- PROBLEM TO WORK ON -
Starting with the line that contains "of the ceiling", write out each line through the end of the listing, unchanged. Output nothing else.

- RECORDS SUPPLIED -
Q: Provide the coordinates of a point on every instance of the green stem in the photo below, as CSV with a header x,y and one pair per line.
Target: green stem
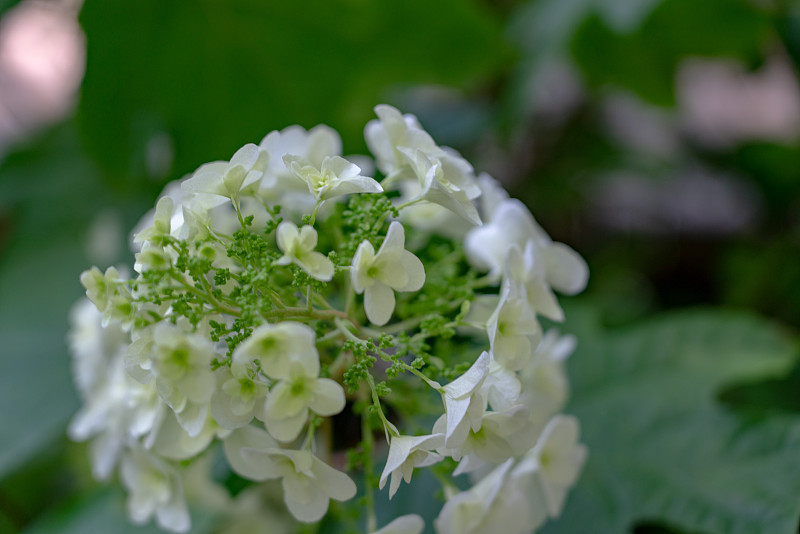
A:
x,y
367,444
314,213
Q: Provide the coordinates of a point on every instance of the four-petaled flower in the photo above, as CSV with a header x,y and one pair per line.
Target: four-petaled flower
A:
x,y
334,177
393,268
298,246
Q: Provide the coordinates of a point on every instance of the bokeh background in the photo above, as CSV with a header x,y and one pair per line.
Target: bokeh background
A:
x,y
660,138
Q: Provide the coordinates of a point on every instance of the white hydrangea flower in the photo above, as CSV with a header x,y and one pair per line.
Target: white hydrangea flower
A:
x,y
393,268
390,131
298,246
116,413
464,406
313,145
501,435
528,271
181,364
492,195
154,488
405,524
334,177
237,398
280,185
406,453
170,439
558,459
501,388
93,346
487,248
162,222
436,185
513,329
308,483
500,502
227,179
101,287
289,401
545,386
276,346
429,217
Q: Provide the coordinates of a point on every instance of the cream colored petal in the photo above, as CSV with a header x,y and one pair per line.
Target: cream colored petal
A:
x,y
379,303
328,398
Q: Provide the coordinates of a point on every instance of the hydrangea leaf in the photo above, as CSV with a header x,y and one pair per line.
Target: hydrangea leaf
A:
x,y
203,78
662,448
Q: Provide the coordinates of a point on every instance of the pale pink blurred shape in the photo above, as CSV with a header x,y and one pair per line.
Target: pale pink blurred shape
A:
x,y
42,57
722,104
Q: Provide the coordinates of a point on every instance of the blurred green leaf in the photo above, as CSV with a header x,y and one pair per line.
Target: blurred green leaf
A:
x,y
645,61
661,449
104,512
49,193
213,75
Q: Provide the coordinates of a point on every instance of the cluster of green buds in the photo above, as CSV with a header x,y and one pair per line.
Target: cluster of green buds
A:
x,y
283,295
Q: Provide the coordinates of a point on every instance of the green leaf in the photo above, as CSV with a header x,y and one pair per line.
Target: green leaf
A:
x,y
105,512
214,75
645,61
662,449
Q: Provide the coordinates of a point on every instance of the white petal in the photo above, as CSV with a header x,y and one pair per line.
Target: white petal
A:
x,y
287,428
567,271
317,266
254,467
414,270
405,524
328,398
287,234
379,303
470,380
335,484
395,238
304,510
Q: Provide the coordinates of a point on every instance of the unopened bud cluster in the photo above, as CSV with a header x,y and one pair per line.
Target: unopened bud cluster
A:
x,y
285,293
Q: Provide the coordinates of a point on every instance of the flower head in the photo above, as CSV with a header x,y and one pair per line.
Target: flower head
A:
x,y
334,177
298,246
378,275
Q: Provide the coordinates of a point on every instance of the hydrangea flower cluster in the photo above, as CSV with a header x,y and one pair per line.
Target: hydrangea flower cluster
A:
x,y
288,292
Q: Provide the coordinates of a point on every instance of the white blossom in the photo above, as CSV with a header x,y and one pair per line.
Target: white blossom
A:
x,y
545,386
501,435
291,399
500,502
437,186
558,459
237,398
378,275
227,179
170,439
487,247
308,483
162,222
334,177
464,407
405,524
181,365
406,453
513,329
298,246
101,287
154,488
276,346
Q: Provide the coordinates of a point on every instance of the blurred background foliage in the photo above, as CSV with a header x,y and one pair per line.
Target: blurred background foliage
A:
x,y
660,138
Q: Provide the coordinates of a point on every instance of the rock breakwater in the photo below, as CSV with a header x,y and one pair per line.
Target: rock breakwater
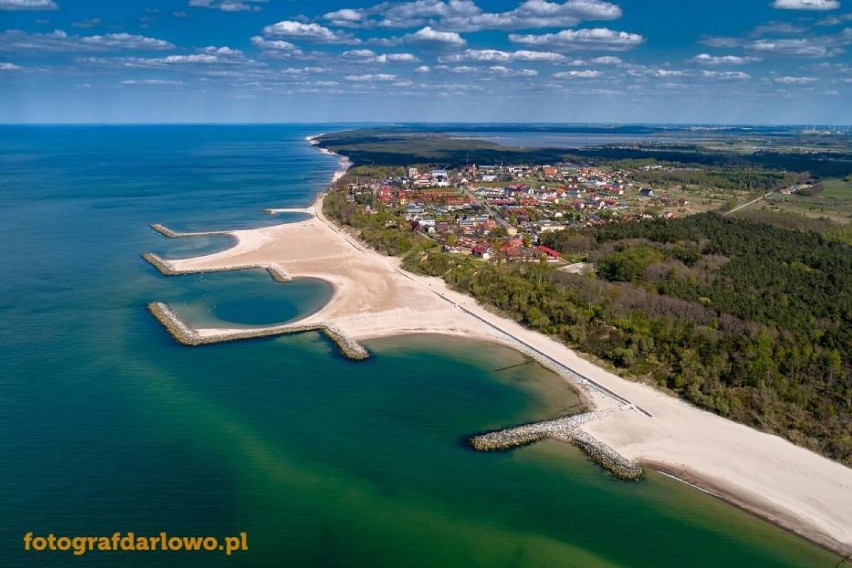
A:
x,y
185,334
564,428
166,267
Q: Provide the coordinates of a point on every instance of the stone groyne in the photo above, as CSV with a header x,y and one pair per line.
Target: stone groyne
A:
x,y
565,428
186,335
165,267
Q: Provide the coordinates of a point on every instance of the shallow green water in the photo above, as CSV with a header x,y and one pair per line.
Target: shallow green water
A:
x,y
109,425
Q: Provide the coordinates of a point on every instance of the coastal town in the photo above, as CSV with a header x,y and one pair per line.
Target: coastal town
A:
x,y
501,212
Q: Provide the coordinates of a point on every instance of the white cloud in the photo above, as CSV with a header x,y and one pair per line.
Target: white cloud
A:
x,y
477,55
494,70
726,75
207,56
59,41
594,38
369,56
796,47
370,77
495,55
127,41
396,57
466,16
28,5
795,80
525,55
229,5
428,35
280,45
584,74
655,73
707,59
307,32
86,24
194,58
150,82
360,54
806,4
607,60
344,17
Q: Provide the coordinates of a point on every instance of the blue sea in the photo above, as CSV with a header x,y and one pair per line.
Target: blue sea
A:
x,y
109,426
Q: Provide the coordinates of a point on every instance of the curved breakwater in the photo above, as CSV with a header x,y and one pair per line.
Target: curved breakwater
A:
x,y
564,428
165,267
184,334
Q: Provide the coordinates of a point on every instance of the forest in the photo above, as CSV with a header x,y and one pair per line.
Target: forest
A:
x,y
745,319
403,146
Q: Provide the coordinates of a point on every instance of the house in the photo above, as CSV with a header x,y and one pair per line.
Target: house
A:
x,y
549,252
482,251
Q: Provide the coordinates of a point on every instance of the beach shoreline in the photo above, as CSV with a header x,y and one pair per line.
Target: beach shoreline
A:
x,y
373,297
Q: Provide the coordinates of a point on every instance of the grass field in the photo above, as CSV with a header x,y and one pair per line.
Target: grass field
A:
x,y
840,189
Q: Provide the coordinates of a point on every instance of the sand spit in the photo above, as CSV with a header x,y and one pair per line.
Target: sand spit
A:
x,y
166,232
187,335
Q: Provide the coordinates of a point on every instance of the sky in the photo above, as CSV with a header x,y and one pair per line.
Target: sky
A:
x,y
627,61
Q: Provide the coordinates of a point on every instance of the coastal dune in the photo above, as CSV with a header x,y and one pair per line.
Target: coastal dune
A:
x,y
373,297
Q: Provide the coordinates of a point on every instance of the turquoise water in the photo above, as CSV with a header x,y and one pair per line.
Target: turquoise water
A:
x,y
108,425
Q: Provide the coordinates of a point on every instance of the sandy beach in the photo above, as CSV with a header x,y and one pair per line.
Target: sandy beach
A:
x,y
793,487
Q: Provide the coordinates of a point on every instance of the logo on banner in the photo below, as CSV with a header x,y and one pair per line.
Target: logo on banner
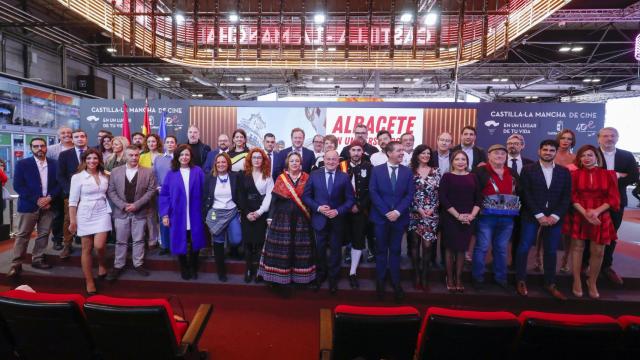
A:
x,y
492,126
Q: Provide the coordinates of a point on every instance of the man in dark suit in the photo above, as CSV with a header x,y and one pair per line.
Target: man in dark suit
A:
x,y
35,182
67,166
515,161
223,146
624,164
329,196
546,197
360,132
391,190
477,155
199,149
308,158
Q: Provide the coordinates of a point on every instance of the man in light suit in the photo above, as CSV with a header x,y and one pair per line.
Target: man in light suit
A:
x,y
329,196
546,197
308,158
131,188
624,164
35,182
391,190
68,162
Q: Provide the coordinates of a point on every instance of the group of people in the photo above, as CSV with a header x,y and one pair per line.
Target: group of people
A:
x,y
291,212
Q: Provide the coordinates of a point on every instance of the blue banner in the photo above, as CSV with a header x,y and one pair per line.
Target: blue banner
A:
x,y
536,122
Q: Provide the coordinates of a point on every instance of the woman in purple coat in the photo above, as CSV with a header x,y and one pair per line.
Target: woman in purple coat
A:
x,y
181,210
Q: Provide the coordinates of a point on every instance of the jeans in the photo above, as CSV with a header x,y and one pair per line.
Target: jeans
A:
x,y
551,236
494,230
233,233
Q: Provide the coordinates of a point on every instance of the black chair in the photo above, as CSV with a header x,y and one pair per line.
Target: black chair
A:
x,y
143,329
369,332
567,336
630,337
459,334
46,326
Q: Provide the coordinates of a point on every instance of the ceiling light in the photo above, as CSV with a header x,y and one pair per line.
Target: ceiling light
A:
x,y
406,17
431,19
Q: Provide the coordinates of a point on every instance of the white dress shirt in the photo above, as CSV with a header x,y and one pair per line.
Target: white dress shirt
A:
x,y
44,174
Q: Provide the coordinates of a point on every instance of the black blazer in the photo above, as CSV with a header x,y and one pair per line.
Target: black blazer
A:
x,y
479,155
210,182
67,166
623,162
536,198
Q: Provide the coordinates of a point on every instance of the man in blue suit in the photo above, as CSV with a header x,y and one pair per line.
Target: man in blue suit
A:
x,y
308,157
68,162
391,190
546,197
329,196
35,182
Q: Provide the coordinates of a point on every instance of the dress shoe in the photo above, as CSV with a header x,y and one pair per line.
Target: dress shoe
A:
x,y
353,281
398,293
521,288
14,271
141,271
612,276
333,286
114,274
66,252
553,290
42,265
380,290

- RESPONSE TO THE TASK -
Q: Provide the coordinates of a point on every instance of the ceiling light in the photo above, as CSV with a header x,y and one pair per line.
Target: ceiling light
A:
x,y
406,17
431,19
Q: Provide the coordinates of a point on every instance of the white dress shirt in the photo above, as CSV with a header x,y and one pair per line.
Target: white dress shirt
A:
x,y
44,174
Q: Provide the coordinates of a point on every instance of the black blazer in the photo above, as CSV with a header x,y and one pair per line.
Target: black blazer
A:
x,y
479,155
210,182
67,166
623,162
536,198
Q: Provide the coordinates of a point on every instance of the man in blue suit in the photo above, as CSV with a header x,y and one pair per line.
Target: man in blue suit
A:
x,y
308,157
68,162
391,190
546,197
329,196
35,182
Q: Provide the coordinates of a point on every instance of the dress shoe in the photo above, as CSV with a header x,y and one pair per line.
Target: dress shoe
A:
x,y
353,281
398,293
521,288
14,271
141,271
612,276
333,286
114,274
66,252
553,290
42,265
380,290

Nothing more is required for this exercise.